### Description of the task
Rewrite the listing below with "instance" swapped for "occurrence" everywhere and nothing else changed. Omit the pictures from your answer.

Object location annotation listing

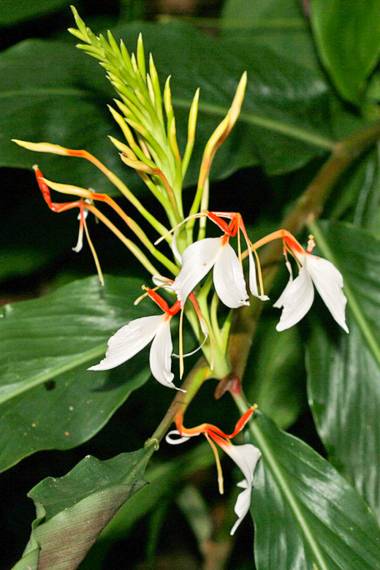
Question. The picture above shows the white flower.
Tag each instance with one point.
(246, 457)
(133, 337)
(200, 257)
(298, 294)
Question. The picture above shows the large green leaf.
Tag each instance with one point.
(347, 35)
(50, 91)
(48, 400)
(73, 510)
(13, 12)
(306, 515)
(165, 481)
(344, 370)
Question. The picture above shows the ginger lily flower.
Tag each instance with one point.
(245, 456)
(298, 294)
(200, 257)
(137, 334)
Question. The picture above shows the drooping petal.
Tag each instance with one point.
(128, 341)
(246, 457)
(160, 358)
(328, 282)
(174, 437)
(229, 278)
(197, 260)
(296, 300)
(253, 279)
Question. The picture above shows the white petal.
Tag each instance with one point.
(128, 341)
(174, 437)
(246, 457)
(197, 260)
(296, 300)
(160, 358)
(329, 282)
(253, 279)
(229, 278)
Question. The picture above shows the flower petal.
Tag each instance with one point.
(160, 358)
(253, 279)
(197, 260)
(329, 282)
(229, 278)
(296, 300)
(174, 437)
(128, 341)
(246, 457)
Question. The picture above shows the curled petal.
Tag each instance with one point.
(160, 358)
(197, 260)
(174, 437)
(296, 300)
(229, 278)
(128, 341)
(328, 282)
(246, 457)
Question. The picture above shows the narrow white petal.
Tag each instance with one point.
(197, 260)
(246, 457)
(253, 279)
(229, 278)
(160, 358)
(296, 300)
(128, 341)
(328, 282)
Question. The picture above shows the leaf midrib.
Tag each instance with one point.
(289, 496)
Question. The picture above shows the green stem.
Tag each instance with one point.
(272, 464)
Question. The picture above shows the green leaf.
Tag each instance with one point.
(14, 12)
(347, 36)
(278, 24)
(306, 515)
(48, 399)
(344, 370)
(72, 510)
(274, 377)
(50, 91)
(367, 207)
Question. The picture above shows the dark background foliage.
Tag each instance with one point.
(296, 107)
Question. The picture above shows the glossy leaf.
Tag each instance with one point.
(275, 374)
(14, 12)
(164, 480)
(48, 399)
(347, 36)
(72, 510)
(306, 515)
(52, 92)
(344, 370)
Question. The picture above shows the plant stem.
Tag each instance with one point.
(306, 210)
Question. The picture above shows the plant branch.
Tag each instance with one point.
(307, 209)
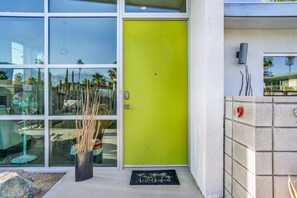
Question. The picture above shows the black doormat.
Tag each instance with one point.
(154, 177)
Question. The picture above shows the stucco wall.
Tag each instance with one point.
(260, 42)
(206, 80)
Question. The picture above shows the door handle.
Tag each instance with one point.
(126, 106)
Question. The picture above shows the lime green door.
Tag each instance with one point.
(155, 98)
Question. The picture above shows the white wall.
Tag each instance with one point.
(260, 42)
(207, 95)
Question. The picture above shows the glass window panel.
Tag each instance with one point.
(21, 40)
(173, 6)
(21, 6)
(83, 5)
(66, 86)
(22, 91)
(21, 142)
(84, 40)
(280, 75)
(62, 141)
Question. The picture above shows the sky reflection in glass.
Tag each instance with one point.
(90, 40)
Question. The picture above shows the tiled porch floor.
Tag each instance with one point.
(115, 184)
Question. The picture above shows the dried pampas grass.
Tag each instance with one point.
(87, 129)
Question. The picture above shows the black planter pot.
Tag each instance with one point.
(83, 166)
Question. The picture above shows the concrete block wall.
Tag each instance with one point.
(260, 148)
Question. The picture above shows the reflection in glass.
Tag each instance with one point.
(83, 5)
(62, 141)
(90, 40)
(280, 75)
(22, 91)
(66, 86)
(21, 142)
(21, 6)
(173, 6)
(21, 40)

### Reply to the exercise
Question. The picture above shows the white flower.
Tag each occurrence with one point.
(246, 457)
(133, 337)
(200, 257)
(298, 294)
Question. The picture above shows the large green leaf.
Tag each occurrence with one point.
(347, 35)
(50, 91)
(48, 400)
(73, 510)
(13, 12)
(306, 515)
(165, 481)
(344, 370)
Question. The picture above shows the ginger lily flower.
Tag each occurrence with one point.
(245, 456)
(298, 294)
(200, 257)
(137, 334)
Question. The picture above shows the drooping petal.
Tag each occurrence with one point.
(128, 341)
(246, 457)
(160, 358)
(328, 282)
(174, 437)
(229, 278)
(197, 260)
(296, 300)
(253, 279)
Question. The picture above shows the white petal.
Tag each occurrence with one point.
(128, 341)
(174, 437)
(246, 457)
(197, 260)
(296, 300)
(160, 358)
(329, 282)
(253, 279)
(229, 278)
Question. The picture above shows the flower petal.
Tag each occurrence with one point.
(160, 358)
(253, 279)
(197, 260)
(329, 282)
(229, 278)
(296, 300)
(174, 437)
(128, 341)
(246, 457)
Question. The picture above shows the curled petal.
Tag each occurrence with one point.
(160, 358)
(197, 260)
(174, 437)
(296, 300)
(229, 278)
(128, 341)
(328, 282)
(246, 457)
Question. The picture above shows the narrow white petal.
Tag each occurrence with one point.
(197, 260)
(246, 457)
(253, 279)
(229, 278)
(160, 358)
(296, 300)
(128, 341)
(328, 282)
Question. The picture above shows the leaf midrib.
Tag each occurrence with one point.
(289, 496)
Question. The picture above shows the green stem.
Tag each occurrence with one point.
(272, 464)
Question. The picture above shows the green leaf.
Tag each occurrence with one point.
(14, 12)
(347, 36)
(278, 24)
(306, 515)
(48, 399)
(344, 370)
(72, 510)
(274, 377)
(50, 91)
(367, 207)
Question. The picture above shows the dark background foliage.
Tag each occurrence with one point.
(296, 107)
Question. The picture above shows the glossy leaf.
Tag each occurrence with one point.
(275, 374)
(14, 12)
(164, 480)
(48, 399)
(347, 36)
(72, 510)
(306, 515)
(52, 92)
(344, 370)
Question. The picture above shows the plant stem.
Tag each occurrence with one point.
(306, 210)
Question. The picture above shows the plant branch.
Tag each occurrence with one point.
(307, 209)
Question. The picture above shows the black doormat.
Tag each occurrence with one point.
(154, 177)
Question. The picture above shows the stucco wall.
Tag each occurrence with one point.
(260, 42)
(206, 80)
Question. The picture above shows the door handle.
Tag each occurrence with one point.
(126, 106)
Question. The picture above shows the lime green door.
Tag each occurrence with one point.
(155, 98)
Question. The picture above shows the white wall.
Tag each occurrence with one point.
(260, 42)
(207, 95)
Question. The picture above shows the glass window panel.
Tag each occurrence with one point.
(21, 40)
(173, 6)
(21, 6)
(83, 5)
(66, 86)
(22, 91)
(21, 142)
(84, 40)
(280, 75)
(62, 141)
Question. The picture above shows the sky reflection in glass.
Tag each occurrence with one point.
(90, 40)
Question. The picture above shows the tiled porch floor.
Tag each occurrence with one point.
(115, 184)
Question. The picture above shows the dried pampas grass.
Tag each occurrence with one point.
(87, 129)
Question. The picture above shows the black planter pot.
Tag each occurrence with one point.
(83, 166)
Question. The picture above shows the concrete block wall.
Tag each occurrence with one point.
(260, 148)
Question. The picture above shows the reflection in glass.
Tag each occurrence with one point.
(83, 5)
(62, 141)
(90, 40)
(280, 75)
(22, 91)
(66, 86)
(21, 142)
(21, 6)
(173, 6)
(21, 40)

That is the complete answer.